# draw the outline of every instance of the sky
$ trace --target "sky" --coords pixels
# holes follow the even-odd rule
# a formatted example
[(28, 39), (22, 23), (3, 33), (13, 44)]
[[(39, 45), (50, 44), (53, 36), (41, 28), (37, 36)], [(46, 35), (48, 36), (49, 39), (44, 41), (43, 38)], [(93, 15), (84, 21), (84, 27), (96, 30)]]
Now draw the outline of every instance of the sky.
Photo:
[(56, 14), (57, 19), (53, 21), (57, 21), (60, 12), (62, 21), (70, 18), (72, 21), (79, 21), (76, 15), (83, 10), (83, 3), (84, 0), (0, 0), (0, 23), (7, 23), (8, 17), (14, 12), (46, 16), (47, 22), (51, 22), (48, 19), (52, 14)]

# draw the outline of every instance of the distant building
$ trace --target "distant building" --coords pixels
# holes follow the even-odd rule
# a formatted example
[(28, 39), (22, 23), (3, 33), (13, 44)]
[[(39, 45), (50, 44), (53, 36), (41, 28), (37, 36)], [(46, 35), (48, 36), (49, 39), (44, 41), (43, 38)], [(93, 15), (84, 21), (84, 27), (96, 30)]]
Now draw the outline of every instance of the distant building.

———

The exercise |
Copy out everything from the line containing "# draw the outline of every instance of the distant" down to the end of the material, keeping every character unchanged.

Expected answer |
# draw the outline of every instance of the distant building
$ trace --target "distant building" --coords pixels
# holes follow the even-odd rule
# a formatted example
[(28, 39), (22, 23), (3, 33), (13, 44)]
[[(39, 45), (50, 44), (53, 36), (41, 28), (37, 36)], [(46, 35), (48, 36), (49, 39), (44, 41), (43, 38)], [(93, 15), (84, 21), (84, 27), (96, 30)]]
Now draw the outline of every instance of the distant building.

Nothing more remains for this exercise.